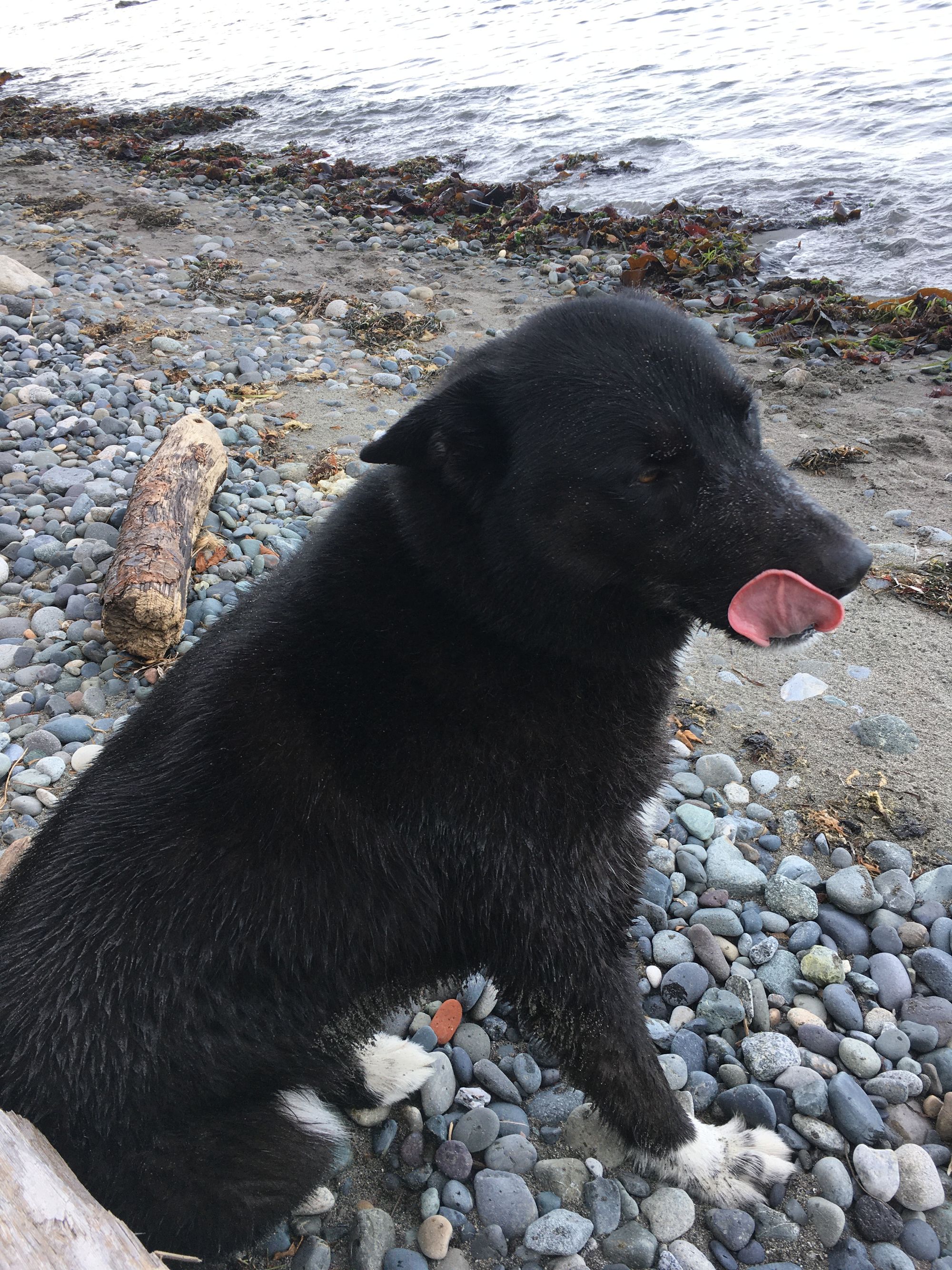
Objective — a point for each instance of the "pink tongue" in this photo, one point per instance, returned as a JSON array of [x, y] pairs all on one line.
[[779, 602]]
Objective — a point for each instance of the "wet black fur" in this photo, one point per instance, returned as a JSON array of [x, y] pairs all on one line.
[[418, 750]]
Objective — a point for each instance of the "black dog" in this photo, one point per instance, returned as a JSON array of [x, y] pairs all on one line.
[[421, 749]]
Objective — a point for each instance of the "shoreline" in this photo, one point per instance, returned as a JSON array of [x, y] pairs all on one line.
[[164, 295]]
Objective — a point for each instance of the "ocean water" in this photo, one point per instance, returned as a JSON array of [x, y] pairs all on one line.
[[761, 107]]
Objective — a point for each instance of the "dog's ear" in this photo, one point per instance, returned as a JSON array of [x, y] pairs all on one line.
[[456, 433]]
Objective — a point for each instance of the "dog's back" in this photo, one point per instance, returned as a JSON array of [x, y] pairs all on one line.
[[419, 749]]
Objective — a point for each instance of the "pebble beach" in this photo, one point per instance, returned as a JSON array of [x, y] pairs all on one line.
[[794, 939]]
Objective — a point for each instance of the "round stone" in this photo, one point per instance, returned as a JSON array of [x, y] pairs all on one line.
[[718, 770], [454, 1159], [503, 1199], [671, 1212], [852, 890], [559, 1233], [437, 1094], [722, 1009], [669, 948], [876, 1222], [921, 1241], [860, 1058], [892, 978], [886, 733], [676, 1070], [823, 966], [833, 1181], [433, 1236], [512, 1153], [920, 1184], [696, 820], [476, 1130], [767, 1054], [730, 1227], [878, 1171], [828, 1220]]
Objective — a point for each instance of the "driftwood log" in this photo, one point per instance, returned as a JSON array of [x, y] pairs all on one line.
[[147, 585], [49, 1221]]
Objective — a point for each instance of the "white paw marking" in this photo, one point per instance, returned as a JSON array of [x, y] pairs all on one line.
[[725, 1165], [305, 1109], [394, 1069]]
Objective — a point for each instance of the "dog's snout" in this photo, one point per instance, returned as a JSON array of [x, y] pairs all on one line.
[[844, 566]]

########

§ Description of the task:
Output the records above as a two-column CSV with the header columns instruction and result, one row per record: the record's text and its answer, each in a single quoted field with line breaks turned into spaces. Include all the records and leave out the pictures.

§ Full response:
instruction,result
"Objective — a point for each instance of the ""pink tongue"" in this photo, one point per instance, returned as a JSON array of [x, y] pairs all on one line.","[[779, 602]]"
"Objective — a point for each instance of the ""wet black fur"" in this photo, one point per instance, returned as a JSON array of [x, y] pairs all on one line.","[[418, 750]]"
"Objective — a point for each instance of the ""black dog"" in this photo, one point per instance, returned as a JSON array of [x, y] pairs all on one line.","[[421, 749]]"
"Objective — a point for each instance of the ""shoreline"" in this photo, one point per instance, returned as a JSON array of [x, y] pairs all on one line.","[[164, 295]]"
"Objective — a point for each instance of the ""ocean water"" in this photo, one point per instance, returned as a JSON array of [x, y] pairs all on one line.","[[761, 107]]"
"Objective — a point for each instance of the ""dog's ear"" in this photo, one point per instance, returned as a JSON array of [x, y] pairs all on one line.","[[456, 433]]"
"Objective — a point for each instance of the ""dog's back"" in this photo, one point per instance, returned as a JSON array of [x, y] pairs all on one line.","[[419, 749]]"
"Objective — a point for each instance of the ""pebble beach"" in this photo, one point per instance, returned as a JSON array of [x, y] pairs all on one line.","[[794, 939]]"
"Objective — a point for each instance of the ""round stone"" in this photo, one point per instance, returned as a JSON array of [x, y] pairs all on one line.","[[718, 770], [454, 1159], [503, 1199], [671, 1212], [852, 890], [559, 1233], [437, 1094], [722, 1009], [669, 948], [876, 1222], [921, 1241], [860, 1058], [892, 978], [886, 733], [676, 1070], [823, 966], [833, 1181], [433, 1236], [512, 1153], [920, 1184], [696, 820], [476, 1130], [767, 1054], [730, 1227], [878, 1171], [828, 1220]]"
"Objective — a point for each instance of the ""driftwood log"" in this photo, one point per instance, returned as a JSON array of [x, y] pairs all on one line.","[[147, 585], [49, 1221]]"
"Objective — a point for each instance of the ""white paw marking"" in this photo, one point per instance, returned as a JSON array of [x, y] pairs all on one line.","[[725, 1165], [305, 1109], [394, 1069]]"
"Objective — a point for each instance of the ""dog's snout"" in this photo, one point per instance, returned as a JSON array of [x, y] pairs all on one line.","[[844, 566]]"